§ PROBLEM DETAILS:
Check each statement against the page below on row-level TTL in YSQL: 1. YugabyteDB supports row-based TTL in YSQL. 2. The feature request is tracked in GitHub Issue #3712. 3. The "Soft TTL" approach purges old rows right away. Answer yes or no for each, quoting the words of the page that decide it.

§ DOCUMENT TEXT:
==*==

Simulating Row-Level TTL in YSQL

YugabyteDB supports row-based TTL in YCQL (Cassandra-compatible), but not (yet) in YSQL (Postgres-compatible). This feature request is tracked in GitHub Issue: #3712.

If you’re writing SQL apps today in YSQL and want old rows to “expire,” you need a strategy that fits a distributed system where large DELETEs can be expensive.

Good news: there are several TTL-like patterns that work great in YSQL. Some hide expired rows; others purge them efficiently without hammering your YugabyteDB cluster.

TL;DR … what to use when

Time-range partitioning + drop/detach → fastest & simplest at scale (ideal for time-series and logs).
Hash-bucketed deletes with pg_cron → when you can’t partition (or for backfills), slice work with yb_hash_code(...).
“Soft TTL” via RLS or a view → hide old rows instantly; purge later with #1 or #2.
Batch deletes via ybctid → tiny, locality-friendly batches that play nicely with compaction.

==*==

§ Point-based annotation rows:
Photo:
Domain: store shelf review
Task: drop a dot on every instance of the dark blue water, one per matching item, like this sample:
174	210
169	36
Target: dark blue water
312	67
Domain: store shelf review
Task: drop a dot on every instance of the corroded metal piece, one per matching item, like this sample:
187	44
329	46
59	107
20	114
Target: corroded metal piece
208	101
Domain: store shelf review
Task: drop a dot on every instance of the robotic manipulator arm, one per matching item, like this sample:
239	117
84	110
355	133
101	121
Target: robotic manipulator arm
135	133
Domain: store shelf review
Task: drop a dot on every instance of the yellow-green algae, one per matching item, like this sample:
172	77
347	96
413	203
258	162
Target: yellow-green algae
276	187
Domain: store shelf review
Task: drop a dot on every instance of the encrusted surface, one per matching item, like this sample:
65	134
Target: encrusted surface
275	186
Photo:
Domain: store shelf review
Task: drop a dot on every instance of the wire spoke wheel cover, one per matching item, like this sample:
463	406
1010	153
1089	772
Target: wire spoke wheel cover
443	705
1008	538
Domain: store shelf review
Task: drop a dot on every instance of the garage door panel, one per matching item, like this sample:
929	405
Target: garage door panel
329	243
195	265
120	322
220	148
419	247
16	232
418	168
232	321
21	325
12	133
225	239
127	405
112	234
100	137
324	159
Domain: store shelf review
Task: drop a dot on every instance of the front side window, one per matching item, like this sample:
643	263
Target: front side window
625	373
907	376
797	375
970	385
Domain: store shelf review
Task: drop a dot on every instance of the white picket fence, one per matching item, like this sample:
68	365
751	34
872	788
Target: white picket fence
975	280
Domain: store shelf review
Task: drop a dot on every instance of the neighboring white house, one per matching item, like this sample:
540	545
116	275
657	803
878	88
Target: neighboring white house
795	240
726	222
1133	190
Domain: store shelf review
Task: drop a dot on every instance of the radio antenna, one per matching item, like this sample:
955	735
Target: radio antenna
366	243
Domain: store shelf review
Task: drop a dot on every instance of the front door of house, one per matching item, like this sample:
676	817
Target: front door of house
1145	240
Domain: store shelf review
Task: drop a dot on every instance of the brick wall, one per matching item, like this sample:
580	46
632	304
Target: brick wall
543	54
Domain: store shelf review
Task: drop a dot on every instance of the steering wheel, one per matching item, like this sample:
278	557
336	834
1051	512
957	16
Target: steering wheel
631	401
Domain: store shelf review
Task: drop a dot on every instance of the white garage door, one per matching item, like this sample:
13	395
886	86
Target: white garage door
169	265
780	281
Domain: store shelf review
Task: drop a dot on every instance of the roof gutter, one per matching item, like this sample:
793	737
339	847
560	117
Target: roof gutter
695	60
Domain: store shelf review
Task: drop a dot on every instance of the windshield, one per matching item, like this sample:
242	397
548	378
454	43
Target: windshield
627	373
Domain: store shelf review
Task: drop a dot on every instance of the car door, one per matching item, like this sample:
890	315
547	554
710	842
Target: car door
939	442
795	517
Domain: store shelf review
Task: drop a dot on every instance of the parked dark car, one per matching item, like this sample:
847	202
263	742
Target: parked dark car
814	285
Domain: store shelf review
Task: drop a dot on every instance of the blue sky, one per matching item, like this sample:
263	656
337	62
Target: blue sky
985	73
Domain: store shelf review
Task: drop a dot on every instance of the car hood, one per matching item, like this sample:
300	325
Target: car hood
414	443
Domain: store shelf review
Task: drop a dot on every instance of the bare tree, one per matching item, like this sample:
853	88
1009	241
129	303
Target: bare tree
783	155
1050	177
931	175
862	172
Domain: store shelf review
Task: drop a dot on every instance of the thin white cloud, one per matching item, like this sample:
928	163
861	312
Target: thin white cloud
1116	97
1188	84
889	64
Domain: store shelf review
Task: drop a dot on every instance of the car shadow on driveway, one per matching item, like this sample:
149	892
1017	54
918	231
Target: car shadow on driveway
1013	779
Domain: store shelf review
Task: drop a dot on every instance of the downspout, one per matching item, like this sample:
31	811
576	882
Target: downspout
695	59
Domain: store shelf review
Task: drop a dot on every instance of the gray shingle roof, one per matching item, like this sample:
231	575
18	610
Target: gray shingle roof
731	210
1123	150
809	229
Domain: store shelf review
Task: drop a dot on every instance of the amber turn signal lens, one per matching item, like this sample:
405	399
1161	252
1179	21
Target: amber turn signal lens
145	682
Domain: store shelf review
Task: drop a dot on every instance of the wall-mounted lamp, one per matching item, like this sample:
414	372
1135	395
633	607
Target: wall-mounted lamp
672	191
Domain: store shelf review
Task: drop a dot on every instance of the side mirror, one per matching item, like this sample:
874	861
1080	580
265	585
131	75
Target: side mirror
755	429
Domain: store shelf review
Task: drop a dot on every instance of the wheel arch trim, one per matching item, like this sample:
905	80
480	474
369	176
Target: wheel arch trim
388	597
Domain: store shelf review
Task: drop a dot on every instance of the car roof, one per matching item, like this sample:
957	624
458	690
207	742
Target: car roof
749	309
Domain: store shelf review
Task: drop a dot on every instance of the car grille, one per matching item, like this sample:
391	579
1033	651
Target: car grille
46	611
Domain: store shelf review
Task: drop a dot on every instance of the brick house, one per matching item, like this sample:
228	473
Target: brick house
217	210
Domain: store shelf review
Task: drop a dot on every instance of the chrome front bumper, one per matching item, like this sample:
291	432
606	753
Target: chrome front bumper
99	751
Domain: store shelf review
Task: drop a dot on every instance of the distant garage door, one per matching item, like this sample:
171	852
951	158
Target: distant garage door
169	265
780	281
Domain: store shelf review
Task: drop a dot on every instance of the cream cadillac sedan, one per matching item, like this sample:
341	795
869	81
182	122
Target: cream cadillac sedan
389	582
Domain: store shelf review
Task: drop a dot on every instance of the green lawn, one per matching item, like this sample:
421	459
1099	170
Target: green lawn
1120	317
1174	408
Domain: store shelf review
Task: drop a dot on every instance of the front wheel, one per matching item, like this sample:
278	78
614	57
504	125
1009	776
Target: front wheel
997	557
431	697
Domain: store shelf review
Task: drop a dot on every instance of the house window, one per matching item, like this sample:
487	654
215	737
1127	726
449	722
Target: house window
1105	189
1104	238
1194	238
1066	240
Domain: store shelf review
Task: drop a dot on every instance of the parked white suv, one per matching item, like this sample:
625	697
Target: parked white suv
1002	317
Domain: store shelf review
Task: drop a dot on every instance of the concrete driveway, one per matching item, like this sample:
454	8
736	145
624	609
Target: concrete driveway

==*==

§ EXERCISE SOLUTION:
1. No: "YugabyteDB supports row-based TTL in YCQL (Cassandra-compatible), but not (yet) in YSQL (Postgres-compatible)."
2. Yes: "This feature request is tracked in GitHub Issue: #3712."
3. No: "hide old rows instantly; purge later with #1 or #2."